(Exercise instructions) Set down exactly the lines that run from the line with "Place a dot on every instance of the boat passenger, one" to the end of the data, and nothing else.

===============

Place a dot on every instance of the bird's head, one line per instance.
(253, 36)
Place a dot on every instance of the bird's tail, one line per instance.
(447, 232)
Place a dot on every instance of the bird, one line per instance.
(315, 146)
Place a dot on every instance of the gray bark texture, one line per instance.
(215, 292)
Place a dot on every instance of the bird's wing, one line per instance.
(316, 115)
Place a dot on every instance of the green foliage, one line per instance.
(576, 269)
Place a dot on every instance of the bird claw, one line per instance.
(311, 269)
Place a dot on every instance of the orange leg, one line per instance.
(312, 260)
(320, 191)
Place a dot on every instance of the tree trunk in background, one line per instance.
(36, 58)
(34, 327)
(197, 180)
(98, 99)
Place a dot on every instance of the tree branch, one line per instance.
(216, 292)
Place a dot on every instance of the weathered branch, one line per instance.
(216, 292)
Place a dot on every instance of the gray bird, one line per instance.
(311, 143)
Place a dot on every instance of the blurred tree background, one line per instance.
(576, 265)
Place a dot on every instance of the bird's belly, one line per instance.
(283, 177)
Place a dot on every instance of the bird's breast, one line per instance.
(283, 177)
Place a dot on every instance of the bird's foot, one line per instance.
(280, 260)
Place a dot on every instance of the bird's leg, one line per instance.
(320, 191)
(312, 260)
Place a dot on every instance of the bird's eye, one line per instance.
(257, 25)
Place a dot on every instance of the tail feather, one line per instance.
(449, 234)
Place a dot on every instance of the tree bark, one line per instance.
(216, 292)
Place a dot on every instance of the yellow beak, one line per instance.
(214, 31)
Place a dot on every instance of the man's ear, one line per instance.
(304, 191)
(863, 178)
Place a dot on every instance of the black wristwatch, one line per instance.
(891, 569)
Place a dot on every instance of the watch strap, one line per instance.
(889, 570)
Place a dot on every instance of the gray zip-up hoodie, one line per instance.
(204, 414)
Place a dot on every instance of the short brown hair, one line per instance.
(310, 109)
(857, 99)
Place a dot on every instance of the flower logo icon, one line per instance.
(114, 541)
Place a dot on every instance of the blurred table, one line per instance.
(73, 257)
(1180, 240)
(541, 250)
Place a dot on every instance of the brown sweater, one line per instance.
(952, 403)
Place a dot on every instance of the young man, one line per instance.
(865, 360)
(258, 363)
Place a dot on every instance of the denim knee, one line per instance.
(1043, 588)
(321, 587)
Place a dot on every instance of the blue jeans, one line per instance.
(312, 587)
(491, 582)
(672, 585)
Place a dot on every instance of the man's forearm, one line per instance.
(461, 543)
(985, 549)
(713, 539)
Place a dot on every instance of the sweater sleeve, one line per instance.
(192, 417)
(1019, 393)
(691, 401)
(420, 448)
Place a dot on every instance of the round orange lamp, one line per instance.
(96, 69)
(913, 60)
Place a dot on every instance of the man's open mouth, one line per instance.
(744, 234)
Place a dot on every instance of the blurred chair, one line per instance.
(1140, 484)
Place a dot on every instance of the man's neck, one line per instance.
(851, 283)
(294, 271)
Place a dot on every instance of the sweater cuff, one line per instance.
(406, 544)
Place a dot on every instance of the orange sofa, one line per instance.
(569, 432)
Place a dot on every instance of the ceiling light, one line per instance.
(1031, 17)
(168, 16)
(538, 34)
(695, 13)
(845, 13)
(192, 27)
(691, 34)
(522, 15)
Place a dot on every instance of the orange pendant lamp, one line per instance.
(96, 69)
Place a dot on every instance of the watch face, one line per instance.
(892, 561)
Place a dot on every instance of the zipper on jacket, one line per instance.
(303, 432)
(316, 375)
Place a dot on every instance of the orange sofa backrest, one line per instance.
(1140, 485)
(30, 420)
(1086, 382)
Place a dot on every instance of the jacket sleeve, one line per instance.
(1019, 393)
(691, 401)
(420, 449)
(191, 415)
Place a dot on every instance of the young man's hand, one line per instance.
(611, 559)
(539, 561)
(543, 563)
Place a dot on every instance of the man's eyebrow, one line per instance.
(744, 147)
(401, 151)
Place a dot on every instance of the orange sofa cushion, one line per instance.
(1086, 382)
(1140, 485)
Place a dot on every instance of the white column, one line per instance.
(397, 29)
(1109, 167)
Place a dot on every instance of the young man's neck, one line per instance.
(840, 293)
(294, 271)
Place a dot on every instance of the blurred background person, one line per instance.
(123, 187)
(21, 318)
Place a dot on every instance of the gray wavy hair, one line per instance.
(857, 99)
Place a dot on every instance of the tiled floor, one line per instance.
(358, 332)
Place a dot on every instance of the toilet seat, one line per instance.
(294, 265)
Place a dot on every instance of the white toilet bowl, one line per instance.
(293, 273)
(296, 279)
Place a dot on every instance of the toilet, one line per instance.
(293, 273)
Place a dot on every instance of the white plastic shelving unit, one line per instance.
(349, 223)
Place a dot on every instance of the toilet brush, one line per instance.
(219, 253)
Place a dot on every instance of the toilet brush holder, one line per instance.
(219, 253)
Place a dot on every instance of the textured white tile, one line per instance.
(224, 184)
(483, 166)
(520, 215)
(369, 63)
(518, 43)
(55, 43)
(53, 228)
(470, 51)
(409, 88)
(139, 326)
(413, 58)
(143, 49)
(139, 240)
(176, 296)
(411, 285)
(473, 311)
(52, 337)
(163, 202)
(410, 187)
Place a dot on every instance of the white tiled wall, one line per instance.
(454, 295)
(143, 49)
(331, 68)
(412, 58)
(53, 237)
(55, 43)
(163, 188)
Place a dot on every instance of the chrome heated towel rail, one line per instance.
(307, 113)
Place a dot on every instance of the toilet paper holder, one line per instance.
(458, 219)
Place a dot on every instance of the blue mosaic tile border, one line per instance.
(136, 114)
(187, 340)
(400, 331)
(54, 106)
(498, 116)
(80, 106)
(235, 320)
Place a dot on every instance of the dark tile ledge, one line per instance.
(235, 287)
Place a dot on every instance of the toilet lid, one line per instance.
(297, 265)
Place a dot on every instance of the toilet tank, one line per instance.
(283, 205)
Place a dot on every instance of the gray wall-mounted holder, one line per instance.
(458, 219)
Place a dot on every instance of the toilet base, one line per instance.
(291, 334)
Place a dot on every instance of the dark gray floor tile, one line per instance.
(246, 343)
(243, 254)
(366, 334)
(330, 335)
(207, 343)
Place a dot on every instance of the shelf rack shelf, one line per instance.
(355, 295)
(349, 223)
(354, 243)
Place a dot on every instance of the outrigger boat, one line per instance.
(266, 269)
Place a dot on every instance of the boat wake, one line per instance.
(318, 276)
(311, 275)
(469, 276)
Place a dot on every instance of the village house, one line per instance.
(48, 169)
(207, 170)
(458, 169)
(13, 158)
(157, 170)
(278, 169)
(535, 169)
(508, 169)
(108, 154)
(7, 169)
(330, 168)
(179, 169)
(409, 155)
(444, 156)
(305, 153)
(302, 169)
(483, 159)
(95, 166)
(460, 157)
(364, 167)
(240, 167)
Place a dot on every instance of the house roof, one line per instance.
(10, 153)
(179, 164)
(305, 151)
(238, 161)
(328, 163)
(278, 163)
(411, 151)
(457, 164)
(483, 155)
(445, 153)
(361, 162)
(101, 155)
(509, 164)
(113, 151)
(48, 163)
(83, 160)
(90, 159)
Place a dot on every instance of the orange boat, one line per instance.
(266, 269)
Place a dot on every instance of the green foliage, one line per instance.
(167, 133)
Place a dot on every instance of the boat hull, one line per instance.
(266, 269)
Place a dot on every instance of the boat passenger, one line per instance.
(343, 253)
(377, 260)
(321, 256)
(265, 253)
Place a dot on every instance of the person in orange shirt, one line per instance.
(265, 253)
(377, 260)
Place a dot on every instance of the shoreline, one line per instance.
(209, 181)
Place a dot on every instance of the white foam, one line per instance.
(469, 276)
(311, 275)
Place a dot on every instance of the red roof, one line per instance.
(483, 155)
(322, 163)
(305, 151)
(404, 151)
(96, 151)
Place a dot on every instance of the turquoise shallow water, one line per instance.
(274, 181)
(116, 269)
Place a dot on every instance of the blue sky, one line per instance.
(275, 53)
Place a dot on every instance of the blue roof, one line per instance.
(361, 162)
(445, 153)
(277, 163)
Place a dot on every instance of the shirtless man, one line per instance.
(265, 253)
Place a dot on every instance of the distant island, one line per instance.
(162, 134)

===============

(Completed exercise)
Place a dot on every instance of the boat passenger, one line per instance.
(343, 253)
(377, 260)
(321, 256)
(265, 253)
Place a dot on every instance of the person in orange shirt, one line per instance.
(265, 253)
(377, 260)
Place a dot on every instance of the shoreline, one line per instance.
(209, 181)
Place a dot on every instance of the white foam, one line per instance.
(469, 276)
(311, 275)
Place a dot on every instance of the red roof, one line per instance.
(483, 155)
(322, 163)
(305, 151)
(404, 151)
(96, 151)
Place a dot on every instance of the turquoise shallow water, one line per instance.
(274, 181)
(116, 269)
Place a dot on every instance of the blue sky, one line per instance.
(275, 53)
Place a dot on every instance of the blue roof, one line per instance.
(361, 162)
(445, 153)
(277, 163)
Place a dot on every instance of the shirtless man, one line per instance.
(265, 253)
Place a dot on every instance of the distant island, one line per instance.
(162, 134)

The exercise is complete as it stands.